=== Begin Enclosure ===

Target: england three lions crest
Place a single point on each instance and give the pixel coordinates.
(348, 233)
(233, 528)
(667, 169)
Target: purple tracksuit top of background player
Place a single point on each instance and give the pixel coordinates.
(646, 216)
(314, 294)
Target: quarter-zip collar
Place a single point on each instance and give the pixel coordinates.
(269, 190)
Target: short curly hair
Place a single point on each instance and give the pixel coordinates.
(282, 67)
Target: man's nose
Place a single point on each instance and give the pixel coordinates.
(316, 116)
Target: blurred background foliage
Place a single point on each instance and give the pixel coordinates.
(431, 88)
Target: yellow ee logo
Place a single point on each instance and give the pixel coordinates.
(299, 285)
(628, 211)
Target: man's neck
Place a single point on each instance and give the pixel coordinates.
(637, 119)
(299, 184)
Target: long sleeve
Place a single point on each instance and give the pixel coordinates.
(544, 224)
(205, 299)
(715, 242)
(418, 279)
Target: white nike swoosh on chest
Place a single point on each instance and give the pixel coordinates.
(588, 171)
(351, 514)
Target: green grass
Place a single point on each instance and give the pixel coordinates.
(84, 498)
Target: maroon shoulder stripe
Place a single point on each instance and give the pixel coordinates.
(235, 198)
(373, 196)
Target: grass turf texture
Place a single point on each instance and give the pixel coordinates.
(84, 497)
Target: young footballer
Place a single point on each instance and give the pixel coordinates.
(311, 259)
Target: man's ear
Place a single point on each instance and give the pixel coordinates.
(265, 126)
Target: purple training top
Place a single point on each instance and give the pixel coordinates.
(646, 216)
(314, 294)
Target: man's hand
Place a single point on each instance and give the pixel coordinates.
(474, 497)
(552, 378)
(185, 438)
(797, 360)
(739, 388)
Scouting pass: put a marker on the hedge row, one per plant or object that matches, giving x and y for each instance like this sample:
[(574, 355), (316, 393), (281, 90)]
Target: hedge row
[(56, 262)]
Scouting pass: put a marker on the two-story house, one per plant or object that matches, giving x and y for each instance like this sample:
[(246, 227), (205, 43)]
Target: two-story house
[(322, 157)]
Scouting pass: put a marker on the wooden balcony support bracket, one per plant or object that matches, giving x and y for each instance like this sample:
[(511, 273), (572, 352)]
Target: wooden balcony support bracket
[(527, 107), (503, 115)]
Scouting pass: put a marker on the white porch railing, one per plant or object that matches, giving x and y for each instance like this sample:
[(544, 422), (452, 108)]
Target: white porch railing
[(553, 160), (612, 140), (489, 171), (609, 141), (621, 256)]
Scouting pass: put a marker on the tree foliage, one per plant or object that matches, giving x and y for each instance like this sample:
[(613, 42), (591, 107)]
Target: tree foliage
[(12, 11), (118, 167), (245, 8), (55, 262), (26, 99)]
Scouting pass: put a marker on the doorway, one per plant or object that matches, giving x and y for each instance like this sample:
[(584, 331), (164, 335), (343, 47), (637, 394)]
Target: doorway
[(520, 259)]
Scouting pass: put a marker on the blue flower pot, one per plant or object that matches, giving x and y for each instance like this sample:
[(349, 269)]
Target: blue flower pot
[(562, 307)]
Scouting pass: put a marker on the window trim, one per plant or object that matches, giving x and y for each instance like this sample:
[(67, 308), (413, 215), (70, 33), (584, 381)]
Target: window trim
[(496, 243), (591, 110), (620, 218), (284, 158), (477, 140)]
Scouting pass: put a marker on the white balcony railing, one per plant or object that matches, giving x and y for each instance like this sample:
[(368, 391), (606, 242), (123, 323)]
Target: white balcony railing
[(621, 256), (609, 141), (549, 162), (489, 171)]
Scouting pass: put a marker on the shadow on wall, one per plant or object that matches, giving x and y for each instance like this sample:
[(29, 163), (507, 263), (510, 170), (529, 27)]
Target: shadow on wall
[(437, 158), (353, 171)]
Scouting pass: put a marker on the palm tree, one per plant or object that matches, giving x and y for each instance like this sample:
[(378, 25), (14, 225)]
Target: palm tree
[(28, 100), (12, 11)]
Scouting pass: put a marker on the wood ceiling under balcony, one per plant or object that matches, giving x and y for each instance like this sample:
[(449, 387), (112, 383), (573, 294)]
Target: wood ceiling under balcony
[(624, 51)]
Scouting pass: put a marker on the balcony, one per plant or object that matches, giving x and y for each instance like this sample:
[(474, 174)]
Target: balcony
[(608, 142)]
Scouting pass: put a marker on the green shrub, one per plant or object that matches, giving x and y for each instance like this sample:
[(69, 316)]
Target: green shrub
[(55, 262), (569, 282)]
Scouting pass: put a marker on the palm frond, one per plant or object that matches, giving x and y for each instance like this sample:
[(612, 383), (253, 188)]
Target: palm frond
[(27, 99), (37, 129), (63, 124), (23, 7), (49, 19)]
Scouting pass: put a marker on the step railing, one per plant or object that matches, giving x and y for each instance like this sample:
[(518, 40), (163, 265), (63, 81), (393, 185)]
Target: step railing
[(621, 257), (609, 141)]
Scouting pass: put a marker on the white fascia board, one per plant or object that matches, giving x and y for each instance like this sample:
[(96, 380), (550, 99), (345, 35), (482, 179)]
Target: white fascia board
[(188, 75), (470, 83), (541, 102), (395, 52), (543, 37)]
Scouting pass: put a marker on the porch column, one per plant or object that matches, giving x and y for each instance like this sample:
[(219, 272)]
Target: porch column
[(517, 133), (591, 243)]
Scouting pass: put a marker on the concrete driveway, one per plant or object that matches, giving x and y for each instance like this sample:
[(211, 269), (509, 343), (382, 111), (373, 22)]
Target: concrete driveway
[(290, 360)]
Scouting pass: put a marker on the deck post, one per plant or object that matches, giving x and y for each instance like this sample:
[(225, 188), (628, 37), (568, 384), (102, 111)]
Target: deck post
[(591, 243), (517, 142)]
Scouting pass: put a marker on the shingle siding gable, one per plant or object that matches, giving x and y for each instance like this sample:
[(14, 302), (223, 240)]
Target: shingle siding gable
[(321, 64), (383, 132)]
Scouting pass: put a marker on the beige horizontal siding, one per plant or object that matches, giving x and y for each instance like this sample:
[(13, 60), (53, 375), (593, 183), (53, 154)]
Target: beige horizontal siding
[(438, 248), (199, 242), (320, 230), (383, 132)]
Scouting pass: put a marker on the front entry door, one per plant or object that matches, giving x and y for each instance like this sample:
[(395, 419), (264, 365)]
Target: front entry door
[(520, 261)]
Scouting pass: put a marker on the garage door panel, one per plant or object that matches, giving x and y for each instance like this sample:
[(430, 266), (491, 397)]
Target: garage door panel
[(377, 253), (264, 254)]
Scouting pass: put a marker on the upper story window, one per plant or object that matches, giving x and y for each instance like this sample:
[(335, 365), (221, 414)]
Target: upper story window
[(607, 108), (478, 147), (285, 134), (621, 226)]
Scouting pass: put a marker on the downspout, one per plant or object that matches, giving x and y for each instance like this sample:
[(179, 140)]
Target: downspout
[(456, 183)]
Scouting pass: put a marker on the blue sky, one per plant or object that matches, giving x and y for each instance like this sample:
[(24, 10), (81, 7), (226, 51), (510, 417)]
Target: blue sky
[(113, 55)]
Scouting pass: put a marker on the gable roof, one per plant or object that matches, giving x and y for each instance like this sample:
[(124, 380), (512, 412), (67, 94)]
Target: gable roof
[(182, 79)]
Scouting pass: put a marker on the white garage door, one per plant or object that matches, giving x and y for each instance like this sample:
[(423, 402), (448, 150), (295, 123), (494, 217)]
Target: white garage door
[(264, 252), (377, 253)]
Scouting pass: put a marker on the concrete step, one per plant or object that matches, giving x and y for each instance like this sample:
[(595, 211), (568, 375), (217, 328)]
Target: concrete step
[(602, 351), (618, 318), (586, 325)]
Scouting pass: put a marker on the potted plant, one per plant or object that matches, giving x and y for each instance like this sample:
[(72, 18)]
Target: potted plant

=== End Enclosure ===

_WHAT THE TASK REQUIRES:_
Write out the full listing exactly as given.

_TASK SOLUTION:_
Target: england three lions crest
Place a single point on each instance and give the pixel coordinates.
(348, 233)
(233, 528)
(667, 169)
Target: purple tracksuit top of background player
Place a single point on each instance and give the pixel coordinates.
(646, 216)
(314, 294)
Target: quarter-zip collar
Place a single point on each instance and give the pixel coordinates.
(269, 190)
Target: short curly hair
Place a single point on each instance and give the pixel coordinates.
(282, 67)
Target: man's nose
Place a single point on each instance and give the pixel coordinates.
(316, 116)
Target: blurred background foliage
Place a single point on each instance and give the pixel coordinates.
(431, 88)
Target: yellow ee logo
Place a single point on each instance and give the pixel coordinates.
(299, 285)
(628, 211)
Target: man's neck
Place a single point on each instance and give the pixel coordinates.
(637, 119)
(299, 184)
Target: long sleeve
Place a single point on each instance and give the pixel coordinates.
(544, 224)
(205, 299)
(715, 242)
(418, 279)
Target: white nike swoosh on chest
Place a single point on each instance and give the pixel coordinates.
(588, 171)
(351, 514)
Target: green grass
Place a single point on each instance and give the pixel coordinates.
(84, 498)
Target: maroon shoulder stripe
Place a single point on each instance and give the pixel coordinates.
(235, 198)
(373, 196)
Target: grass turf texture
Place a single point on each instance and give the pixel coordinates.
(84, 497)
Target: young footballer
Place a single point on each instance and give the pixel coordinates.
(311, 259)
Target: man's ear
Place a single point on each instance and give the pixel coordinates.
(265, 126)
Target: purple training top
Place a single point on each instance and give the pixel coordinates.
(646, 216)
(314, 294)
Target: man's hand
Place a single point on each instance and give the pixel coordinates.
(474, 497)
(552, 378)
(185, 438)
(797, 360)
(739, 388)
Scouting pass: put a marker on the hedge row, one per plant or object that matches, giving x and y for each instance like this sample:
[(574, 355), (316, 393), (281, 90)]
Target: hedge row
[(56, 262)]
Scouting pass: put a marker on the two-story house, one per plant or object that matches, giving x and y for each instance like this sample:
[(246, 227), (205, 43)]
Target: two-story house
[(322, 157)]
Scouting pass: put a marker on the wooden balcony support bracket, one per plant or object that matches, giving x and y for each instance like this sample:
[(511, 273), (572, 352)]
Target: wooden balcony support bracket
[(527, 107), (503, 115)]
Scouting pass: put a marker on the white porch railing, one per plant or object that matches, giving x and y for each instance like this sample:
[(544, 422), (452, 108)]
Target: white porch railing
[(553, 160), (612, 140), (489, 171), (609, 141), (621, 256)]
Scouting pass: put a marker on the tree foliage, one per plant or object that matches, giving x and y for each instance like this sample:
[(613, 42), (591, 107)]
Target: tree foliage
[(12, 11), (118, 167), (245, 8), (55, 262), (26, 99)]
Scouting pass: put a marker on the doorway, one per plant or object that matches, giving x and y for each instance like this sample:
[(584, 331), (164, 335), (343, 47), (637, 394)]
Target: doorway
[(520, 259)]
Scouting pass: put a marker on the blue flower pot, one per plant or object that matches, giving x and y for each instance like this sample:
[(349, 269)]
Target: blue flower pot
[(562, 307)]
Scouting pass: put a marker on the window trim, one per plant or object that matches, giving x and y for each instance like this sample:
[(67, 308), (413, 215), (70, 33), (584, 381)]
Target: window trim
[(496, 243), (591, 110), (620, 218), (284, 158), (477, 140)]
Scouting pass: put a marker on the white balcony railing, one per plant or object that matches, giving x and y for each instance like this sample:
[(368, 391), (606, 242), (123, 323)]
Target: white balcony railing
[(621, 256), (609, 141), (549, 162), (489, 171)]
Scouting pass: put a marker on the shadow on wall, one per plant or object that matches, giving x and y for each instance like this sample:
[(29, 163), (507, 263), (510, 170), (529, 27)]
Target: shadow on wall
[(437, 158), (353, 171)]
Scouting pass: put a marker on the palm tree, one per plant or object that matches, giving x and y for each instance like this sample:
[(378, 25), (14, 225)]
Target: palm tree
[(28, 100), (12, 11)]
Scouting pass: put a marker on the wood ceiling under balcony, one per plant or object that matches, giving x and y for each instance like this sample:
[(449, 387), (112, 383), (573, 294)]
Target: wood ceiling under balcony
[(624, 51)]
Scouting pass: put a marker on the balcony, one per plant or object that matches, giving x and y for each instance like this sample:
[(474, 174)]
Target: balcony
[(608, 142)]
Scouting pass: put a marker on the green shrub, one per plant or object that matches, giving x and y for each instance like this sample:
[(69, 316)]
Target: green shrub
[(55, 262), (569, 282)]
Scouting pass: put a marker on the palm frond, one per plant or object that matches, giving x and y for each instance like this sample:
[(612, 383), (253, 188)]
Target: palm frond
[(27, 99), (37, 129), (63, 124), (23, 7), (49, 19)]
Scouting pass: put a marker on the step railing, one per plant or object that matches, giving x and y for each instance like this sample:
[(518, 40), (163, 265), (63, 81), (393, 185)]
Target: step railing
[(621, 257), (609, 141)]
Scouting pass: put a marker on the white fascia board, one per plant or object that matches, giving x and y for each instance like this sample:
[(96, 380), (550, 99), (345, 35), (482, 179)]
Target: white fascia board
[(188, 75), (470, 83), (541, 102), (395, 52), (543, 37)]
Scouting pass: put a marker on the porch column, one per plant or object that matches, giving x and y for each instance like this sample:
[(219, 272)]
Target: porch column
[(517, 133), (591, 243)]
Scouting pass: put a marker on the concrete driveway, one per plant or object that matches, giving x and y for each instance like this sample:
[(211, 269), (509, 343), (382, 111), (373, 22)]
Target: concrete driveway
[(290, 360)]
Scouting pass: put a marker on the deck post, one per plant or object that matches, giving x and y for each instance like this sample:
[(225, 188), (628, 37), (568, 384), (102, 111)]
Target: deck post
[(591, 243), (517, 142)]
Scouting pass: put a marker on the shingle siding gable, one per plant or object that matches, giving x and y for each instance like this sample:
[(14, 302), (223, 240)]
Target: shingle siding gable
[(321, 64), (383, 132)]
Scouting pass: put a marker on the beige horizontal siding, one per plant or object that matches, giving x and y for each instance like this sample:
[(13, 60), (53, 375), (593, 183), (53, 154)]
Target: beige horizontal siding
[(438, 248), (199, 242), (320, 230), (383, 132)]
Scouting pass: put a marker on the front entry door, one per plant or object that matches, giving x and y for each instance like this sample:
[(395, 419), (264, 365)]
Target: front entry door
[(520, 261)]
Scouting pass: put a marker on the garage door panel, one per plant or object that matches, giving x and y for each instance like this sample:
[(430, 266), (491, 397)]
Target: garage door panel
[(377, 253), (264, 254)]
Scouting pass: put a marker on the upper story window, one per plant or object that matches, giving x and y for each instance like this sample:
[(335, 365), (221, 414)]
Target: upper story window
[(607, 108), (478, 147), (285, 134), (621, 226)]
Scouting pass: put a marker on the downspout, one per plant or object that matches, giving x and y for each instance like this sample:
[(179, 140)]
Target: downspout
[(456, 183)]
Scouting pass: put a marker on the blue sky, one per plant or object that matches, giving x and y for each instance like this sample:
[(24, 10), (81, 7), (226, 51), (510, 417)]
Target: blue sky
[(113, 55)]
Scouting pass: put a marker on the gable roof, one per plant or object that matches, giving x and y for each instance like this sample:
[(124, 380), (512, 412), (67, 94)]
Target: gable roof
[(182, 79)]
Scouting pass: put a marker on the white garage door, one per plant or object that matches, giving x and y for each instance like this sample:
[(423, 402), (448, 150), (295, 123), (494, 217)]
Target: white garage door
[(264, 252), (377, 253)]
Scouting pass: put a marker on the concrete step, one per plant or object that matches, giving x and y for each instance like this sample:
[(595, 211), (568, 375), (217, 328)]
Target: concrete step
[(602, 351), (618, 318), (586, 325)]
Scouting pass: put a marker on the potted plant, one per plant or object that matches, giving x and y for each instance like this sample:
[(72, 18)]
Target: potted plant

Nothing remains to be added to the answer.